Fußballer demonstrieren ihre körperlichen Reize deutlich offensichtlicher und offensiver als früher: Modellierende Trikots, die den Six pack wie ein Brustpanzer nachformen, aber natürlich nur, wenn er vorher herausgearbeitet wurde im Work out; Trikots, die jubelnd heruntergerissen werden, um den Six pack zu zeigen; bunteste, kräftige Farben, selbst die Schuhe sind längst nicht mehr schwarz, sondern neon gelb oder rot, und die ganz Eitlen tragen verschiedenfarbige Schuhe. Mit Haut und Haar wird am neuen Schönheitsideal gearbeitet. Aber nicht nur die Physis wird herausgestellt, auch Emotionen werden vorexerziert: Es wird geheult auf dem Platz, umarmt, geküsst, besprungen und sogar getanzt – also alles, was „normale“ Männer heute in der Öffentlichkeit stets verweigern. Nur Knabbern und Beißen gilt noch als unsportlich und unmännlich.

Der neue Mann
In meiner Jugend und selbst noch vor wenigen Jahrzehnten wären so demonstrativ eitle Männer undenkbar gewesen: Fußballer, die sich „wie Mädchen“ aufführen, in Pose schmeißen oder theatralisch wehklagen, sich eincremen und parfümieren, zu lange föhnen oder zu warm duschen. Spätestens Beckham hat den Umbruch sichtbar gemacht, in allen Hochglanzmagazinen und auf öffentlichen Werbeflächen, ein eher metrosexueller, eher sanfter Mann, der den Sitz seiner Frisur aller Welt und selbst in China noch und für Geld seinen wohlgeformten Körper und seine topschicken Unterhosen zeigen musste. In ihrem offensichtlichen Interesse und ihrer Arbeit am Körper weit über jede Funktion hinaus sind die Fußballhelden nur die augenfälligste Avantgarde eines gesellschaftlichen Umbruchs, mit dem der Pflichtenkodex für Männer neu definiert wird.

Einträge aus einem Datensatz →

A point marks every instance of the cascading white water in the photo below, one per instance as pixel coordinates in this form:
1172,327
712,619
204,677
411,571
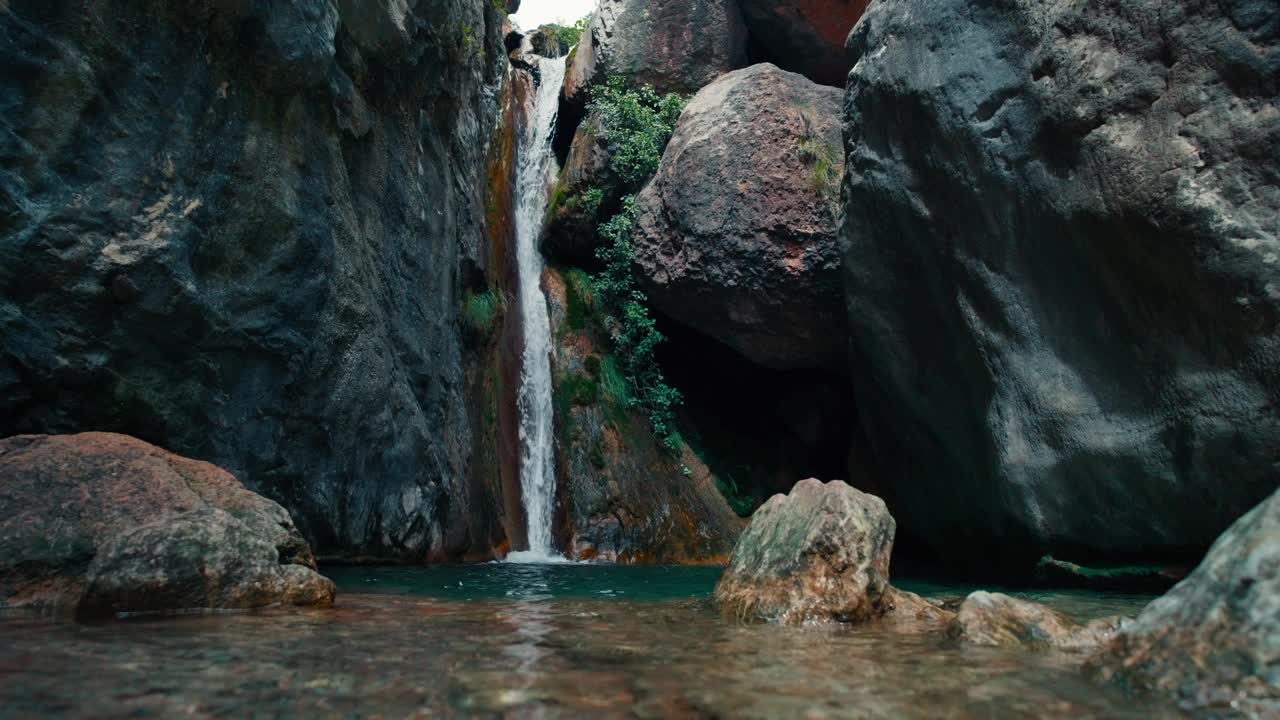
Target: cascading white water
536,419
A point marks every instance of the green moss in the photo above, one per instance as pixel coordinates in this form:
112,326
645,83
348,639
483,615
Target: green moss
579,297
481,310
...
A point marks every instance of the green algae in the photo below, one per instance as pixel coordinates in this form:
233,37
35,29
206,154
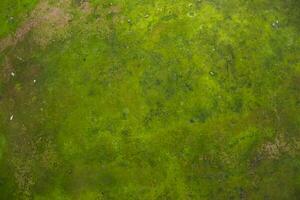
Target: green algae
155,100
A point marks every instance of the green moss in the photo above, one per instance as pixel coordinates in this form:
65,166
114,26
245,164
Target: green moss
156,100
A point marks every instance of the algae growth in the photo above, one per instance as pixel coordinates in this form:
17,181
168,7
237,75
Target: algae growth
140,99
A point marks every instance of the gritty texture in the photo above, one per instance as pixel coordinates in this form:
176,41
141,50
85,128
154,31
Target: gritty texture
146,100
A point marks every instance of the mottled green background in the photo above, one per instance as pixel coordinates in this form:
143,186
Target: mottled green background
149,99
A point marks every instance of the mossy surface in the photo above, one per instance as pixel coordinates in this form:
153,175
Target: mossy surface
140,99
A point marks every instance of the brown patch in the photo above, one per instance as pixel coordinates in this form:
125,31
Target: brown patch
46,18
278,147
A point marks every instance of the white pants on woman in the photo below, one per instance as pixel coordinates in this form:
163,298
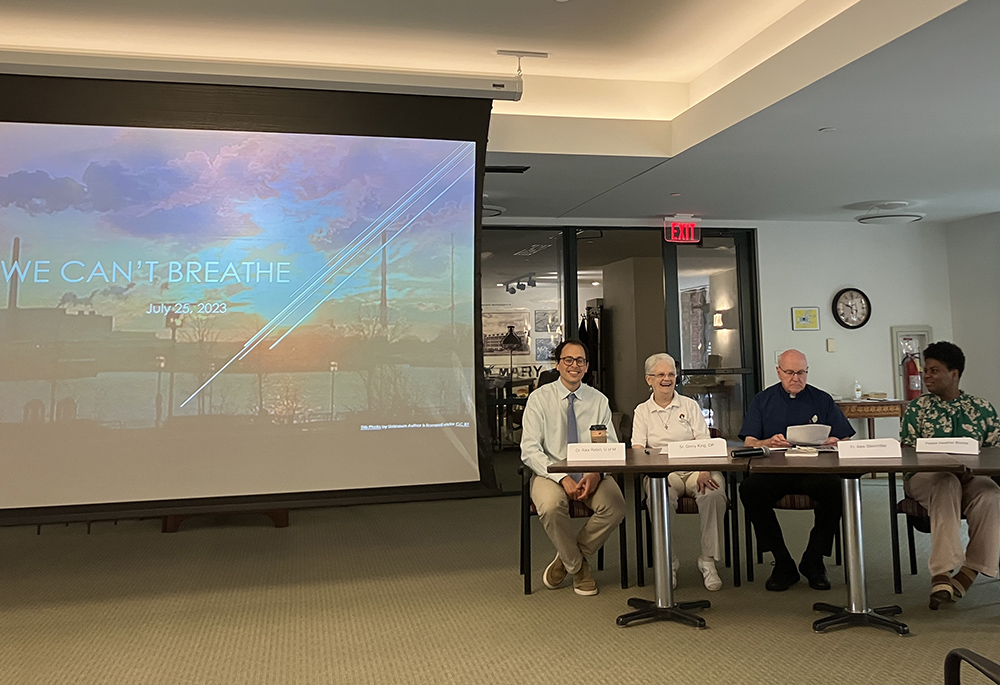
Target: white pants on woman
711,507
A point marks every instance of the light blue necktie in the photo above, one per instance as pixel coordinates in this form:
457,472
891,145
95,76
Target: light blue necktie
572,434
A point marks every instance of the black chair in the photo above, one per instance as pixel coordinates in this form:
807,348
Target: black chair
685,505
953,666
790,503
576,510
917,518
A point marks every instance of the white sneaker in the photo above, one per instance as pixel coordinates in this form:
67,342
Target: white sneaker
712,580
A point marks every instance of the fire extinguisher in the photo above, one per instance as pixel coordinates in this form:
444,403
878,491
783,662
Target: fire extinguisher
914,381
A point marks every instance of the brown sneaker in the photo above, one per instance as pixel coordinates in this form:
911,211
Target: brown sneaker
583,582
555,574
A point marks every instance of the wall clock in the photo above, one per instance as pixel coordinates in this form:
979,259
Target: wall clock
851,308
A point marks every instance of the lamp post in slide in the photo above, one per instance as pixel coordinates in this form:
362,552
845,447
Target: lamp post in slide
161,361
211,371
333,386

Was zu tun ist →
Zitiere aus dem Ausgangstext über Fußballer alles von „Der neue Mann“ bis hinunter zu „neu definiert wird.“.

Lösung →
Der neue Mann
In meiner Jugend und selbst noch vor wenigen Jahrzehnten wären so demonstrativ eitle Männer undenkbar gewesen: Fußballer, die sich „wie Mädchen“ aufführen, in Pose schmeißen oder theatralisch wehklagen, sich eincremen und parfümieren, zu lange föhnen oder zu warm duschen. Spätestens Beckham hat den Umbruch sichtbar gemacht, in allen Hochglanzmagazinen und auf öffentlichen Werbeflächen, ein eher metrosexueller, eher sanfter Mann, der den Sitz seiner Frisur aller Welt und selbst in China noch und für Geld seinen wohlgeformten Körper und seine topschicken Unterhosen zeigen musste. In ihrem offensichtlichen Interesse und ihrer Arbeit am Körper weit über jede Funktion hinaus sind die Fußballhelden nur die augenfälligste Avantgarde eines gesellschaftlichen Umbruchs, mit dem der Pflichtenkodex für Männer neu definiert wird.